◆ What you are asked to do
Examine the listing below and state how many of its lines contain the word "floor". Write only the number.

BEGIN

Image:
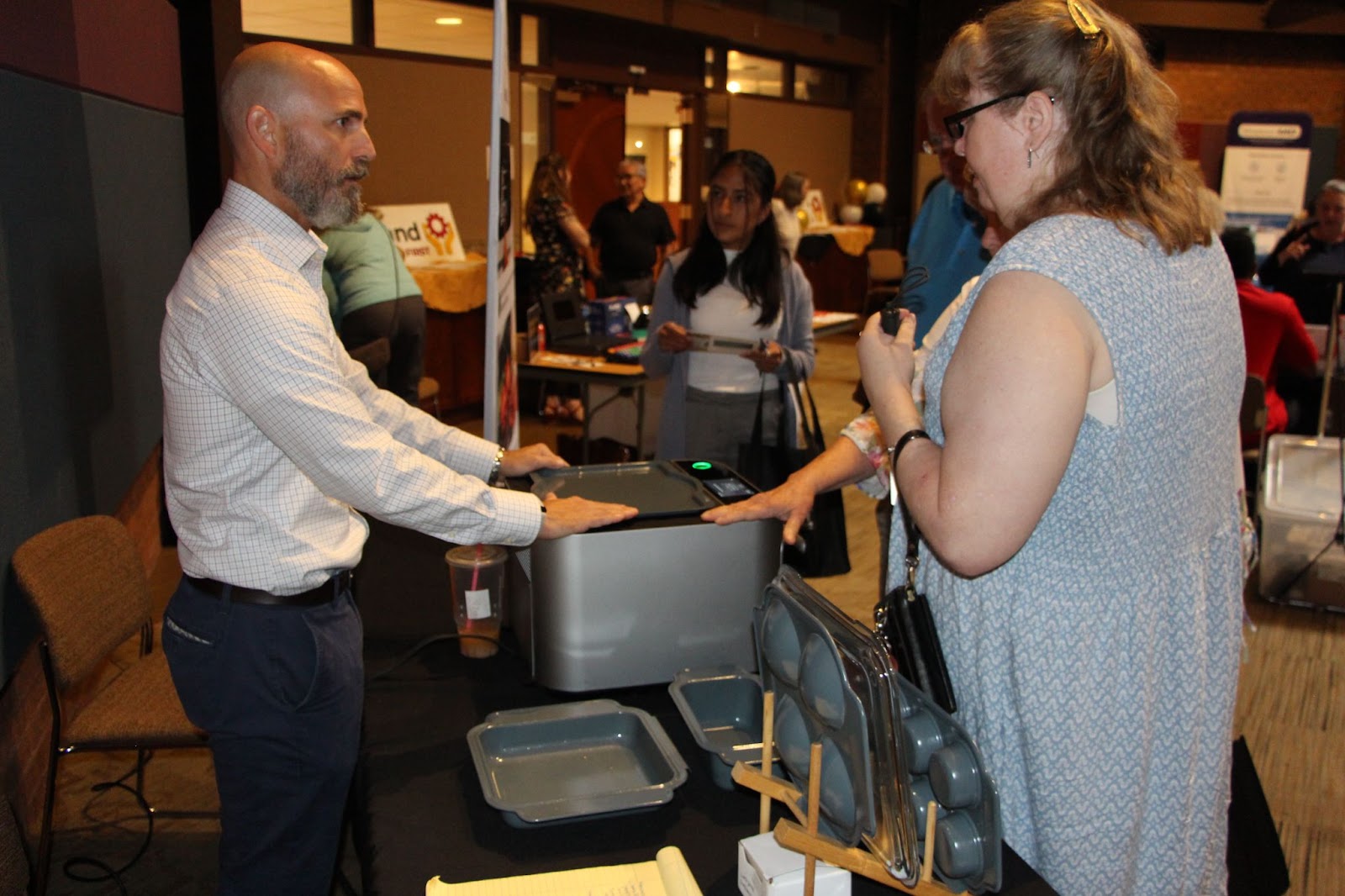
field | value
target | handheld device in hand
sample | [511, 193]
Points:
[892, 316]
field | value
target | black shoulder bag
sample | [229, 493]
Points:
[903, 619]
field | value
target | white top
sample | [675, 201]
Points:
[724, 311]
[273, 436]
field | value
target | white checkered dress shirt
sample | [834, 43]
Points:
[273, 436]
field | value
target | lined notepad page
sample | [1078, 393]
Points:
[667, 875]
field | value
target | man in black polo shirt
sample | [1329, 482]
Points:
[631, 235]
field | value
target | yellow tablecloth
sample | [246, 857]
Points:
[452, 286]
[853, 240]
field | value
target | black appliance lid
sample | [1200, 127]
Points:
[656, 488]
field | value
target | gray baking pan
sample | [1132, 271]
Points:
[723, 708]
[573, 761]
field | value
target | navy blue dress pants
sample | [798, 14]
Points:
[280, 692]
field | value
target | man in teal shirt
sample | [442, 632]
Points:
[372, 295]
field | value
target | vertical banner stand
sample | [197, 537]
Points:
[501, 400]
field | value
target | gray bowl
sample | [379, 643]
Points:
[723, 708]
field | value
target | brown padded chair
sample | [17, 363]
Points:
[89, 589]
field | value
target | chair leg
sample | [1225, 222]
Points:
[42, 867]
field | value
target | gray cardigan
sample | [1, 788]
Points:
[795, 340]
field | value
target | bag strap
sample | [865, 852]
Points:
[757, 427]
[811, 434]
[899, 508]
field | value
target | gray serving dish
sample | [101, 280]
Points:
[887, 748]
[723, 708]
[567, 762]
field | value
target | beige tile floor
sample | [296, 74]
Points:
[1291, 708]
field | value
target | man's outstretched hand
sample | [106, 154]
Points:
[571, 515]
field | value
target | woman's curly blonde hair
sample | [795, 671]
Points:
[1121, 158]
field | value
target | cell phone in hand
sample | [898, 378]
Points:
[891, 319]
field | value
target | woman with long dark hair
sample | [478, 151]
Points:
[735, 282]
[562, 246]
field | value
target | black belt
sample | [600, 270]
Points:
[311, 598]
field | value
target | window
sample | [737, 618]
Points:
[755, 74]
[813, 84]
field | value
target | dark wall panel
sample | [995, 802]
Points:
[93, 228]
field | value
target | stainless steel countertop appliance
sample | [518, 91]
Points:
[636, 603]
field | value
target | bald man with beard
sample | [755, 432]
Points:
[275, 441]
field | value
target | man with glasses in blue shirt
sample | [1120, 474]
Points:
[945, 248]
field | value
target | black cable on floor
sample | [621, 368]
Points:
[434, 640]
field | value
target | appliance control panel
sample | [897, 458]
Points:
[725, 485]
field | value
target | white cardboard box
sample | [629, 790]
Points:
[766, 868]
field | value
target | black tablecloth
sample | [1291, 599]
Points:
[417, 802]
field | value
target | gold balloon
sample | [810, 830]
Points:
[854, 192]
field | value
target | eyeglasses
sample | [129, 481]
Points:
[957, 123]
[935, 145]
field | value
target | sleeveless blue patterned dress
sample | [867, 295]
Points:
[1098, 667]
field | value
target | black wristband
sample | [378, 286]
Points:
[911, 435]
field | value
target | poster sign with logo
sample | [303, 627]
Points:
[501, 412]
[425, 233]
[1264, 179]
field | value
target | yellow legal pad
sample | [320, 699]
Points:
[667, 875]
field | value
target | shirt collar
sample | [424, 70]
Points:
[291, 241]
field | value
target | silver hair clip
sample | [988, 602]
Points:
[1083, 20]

END

◆ Exercise output
2